◆ **Data for the task**
-*-
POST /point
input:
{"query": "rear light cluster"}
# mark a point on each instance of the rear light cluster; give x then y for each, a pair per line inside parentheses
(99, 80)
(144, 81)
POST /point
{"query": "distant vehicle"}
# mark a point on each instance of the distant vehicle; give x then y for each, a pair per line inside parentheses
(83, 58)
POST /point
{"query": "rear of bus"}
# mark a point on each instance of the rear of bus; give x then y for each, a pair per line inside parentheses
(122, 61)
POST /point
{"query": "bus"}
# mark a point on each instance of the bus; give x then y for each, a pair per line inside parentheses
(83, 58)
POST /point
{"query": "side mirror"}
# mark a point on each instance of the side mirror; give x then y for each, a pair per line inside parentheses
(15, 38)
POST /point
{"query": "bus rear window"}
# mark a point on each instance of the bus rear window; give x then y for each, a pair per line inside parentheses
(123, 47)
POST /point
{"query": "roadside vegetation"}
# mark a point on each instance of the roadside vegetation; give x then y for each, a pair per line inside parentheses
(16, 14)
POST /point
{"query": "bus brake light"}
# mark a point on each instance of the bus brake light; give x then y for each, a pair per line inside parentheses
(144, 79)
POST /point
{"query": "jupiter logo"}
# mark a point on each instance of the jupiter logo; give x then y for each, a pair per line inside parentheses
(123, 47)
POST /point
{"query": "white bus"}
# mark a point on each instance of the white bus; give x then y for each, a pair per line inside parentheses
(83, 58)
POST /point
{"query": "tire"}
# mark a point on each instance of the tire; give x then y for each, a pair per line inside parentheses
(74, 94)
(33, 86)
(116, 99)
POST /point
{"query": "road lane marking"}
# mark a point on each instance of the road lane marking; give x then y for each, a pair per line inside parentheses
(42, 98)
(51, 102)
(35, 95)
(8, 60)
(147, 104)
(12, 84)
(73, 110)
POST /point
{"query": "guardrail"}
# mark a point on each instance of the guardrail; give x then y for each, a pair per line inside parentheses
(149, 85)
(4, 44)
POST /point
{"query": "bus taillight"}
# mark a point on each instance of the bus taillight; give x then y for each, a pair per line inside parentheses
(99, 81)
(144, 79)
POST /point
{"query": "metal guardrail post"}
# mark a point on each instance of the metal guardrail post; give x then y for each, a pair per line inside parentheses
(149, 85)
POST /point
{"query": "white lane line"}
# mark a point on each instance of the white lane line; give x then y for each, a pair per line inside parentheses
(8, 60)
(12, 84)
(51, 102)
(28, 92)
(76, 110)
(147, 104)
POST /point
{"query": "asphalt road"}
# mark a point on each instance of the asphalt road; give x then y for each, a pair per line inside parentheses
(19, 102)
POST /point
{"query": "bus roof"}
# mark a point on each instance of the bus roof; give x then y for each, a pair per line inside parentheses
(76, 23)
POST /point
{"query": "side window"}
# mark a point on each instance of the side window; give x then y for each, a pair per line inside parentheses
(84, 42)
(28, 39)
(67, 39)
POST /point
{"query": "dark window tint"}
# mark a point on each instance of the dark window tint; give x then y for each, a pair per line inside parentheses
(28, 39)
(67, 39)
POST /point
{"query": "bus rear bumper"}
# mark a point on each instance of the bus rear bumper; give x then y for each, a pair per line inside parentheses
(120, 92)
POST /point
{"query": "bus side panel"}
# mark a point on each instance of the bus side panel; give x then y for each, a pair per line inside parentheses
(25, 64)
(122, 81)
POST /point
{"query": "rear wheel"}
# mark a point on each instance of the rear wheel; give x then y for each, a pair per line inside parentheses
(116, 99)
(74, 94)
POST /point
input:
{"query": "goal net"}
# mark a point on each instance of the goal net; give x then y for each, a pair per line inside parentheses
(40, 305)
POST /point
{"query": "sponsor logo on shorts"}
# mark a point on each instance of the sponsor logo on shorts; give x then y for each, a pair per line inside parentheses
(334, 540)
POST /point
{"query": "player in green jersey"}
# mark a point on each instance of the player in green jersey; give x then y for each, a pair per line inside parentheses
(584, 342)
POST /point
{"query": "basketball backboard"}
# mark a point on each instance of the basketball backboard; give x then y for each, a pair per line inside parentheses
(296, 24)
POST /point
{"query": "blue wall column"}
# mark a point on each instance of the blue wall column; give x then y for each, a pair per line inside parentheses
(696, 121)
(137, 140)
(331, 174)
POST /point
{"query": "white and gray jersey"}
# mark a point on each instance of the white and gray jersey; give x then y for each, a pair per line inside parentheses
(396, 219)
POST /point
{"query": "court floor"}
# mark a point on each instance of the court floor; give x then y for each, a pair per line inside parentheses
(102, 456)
-*-
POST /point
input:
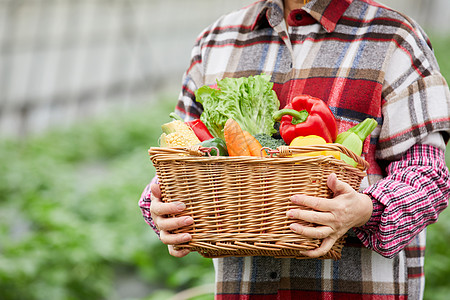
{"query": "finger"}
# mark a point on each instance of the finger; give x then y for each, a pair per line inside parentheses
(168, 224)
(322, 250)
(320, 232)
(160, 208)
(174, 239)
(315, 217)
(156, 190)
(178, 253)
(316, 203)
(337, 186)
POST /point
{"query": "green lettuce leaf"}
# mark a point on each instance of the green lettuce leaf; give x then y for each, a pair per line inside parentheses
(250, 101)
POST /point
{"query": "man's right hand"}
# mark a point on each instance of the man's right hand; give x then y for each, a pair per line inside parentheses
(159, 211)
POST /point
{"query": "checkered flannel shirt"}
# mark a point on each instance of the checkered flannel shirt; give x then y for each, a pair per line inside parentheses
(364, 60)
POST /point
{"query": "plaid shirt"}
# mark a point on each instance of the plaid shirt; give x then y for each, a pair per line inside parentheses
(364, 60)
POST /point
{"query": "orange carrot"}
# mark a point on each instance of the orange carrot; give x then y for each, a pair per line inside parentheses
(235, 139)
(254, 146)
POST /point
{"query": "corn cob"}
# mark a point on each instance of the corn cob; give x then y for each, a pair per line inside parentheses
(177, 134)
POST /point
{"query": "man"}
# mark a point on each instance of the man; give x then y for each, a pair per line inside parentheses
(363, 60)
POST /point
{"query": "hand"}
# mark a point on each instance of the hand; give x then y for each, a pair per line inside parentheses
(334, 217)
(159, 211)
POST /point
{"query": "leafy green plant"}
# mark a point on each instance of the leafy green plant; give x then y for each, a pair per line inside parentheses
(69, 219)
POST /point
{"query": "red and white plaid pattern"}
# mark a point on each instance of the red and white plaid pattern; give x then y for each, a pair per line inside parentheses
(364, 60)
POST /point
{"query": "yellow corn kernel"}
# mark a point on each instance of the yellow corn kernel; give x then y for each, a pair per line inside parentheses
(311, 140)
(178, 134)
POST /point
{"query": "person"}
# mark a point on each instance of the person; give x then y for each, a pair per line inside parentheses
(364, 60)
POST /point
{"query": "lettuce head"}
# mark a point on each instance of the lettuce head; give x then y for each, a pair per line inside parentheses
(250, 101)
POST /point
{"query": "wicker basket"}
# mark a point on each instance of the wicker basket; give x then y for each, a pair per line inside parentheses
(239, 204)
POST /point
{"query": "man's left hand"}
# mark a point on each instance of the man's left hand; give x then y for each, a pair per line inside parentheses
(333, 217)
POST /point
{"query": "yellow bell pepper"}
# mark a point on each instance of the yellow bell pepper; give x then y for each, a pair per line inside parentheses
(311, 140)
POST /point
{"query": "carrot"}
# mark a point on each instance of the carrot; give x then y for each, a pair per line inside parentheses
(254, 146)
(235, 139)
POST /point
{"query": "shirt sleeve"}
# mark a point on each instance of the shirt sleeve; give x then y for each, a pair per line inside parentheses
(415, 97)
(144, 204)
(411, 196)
-*-
◆ **What this task involves**
List every line in the entries above that contains the string "wheel", treating uppercase and lowercase as different.

◆ **Full output**
{"query": "rear wheel"}
# mark a point on each instance of the rear wheel; give x then y for each, a pair per line inside parentheses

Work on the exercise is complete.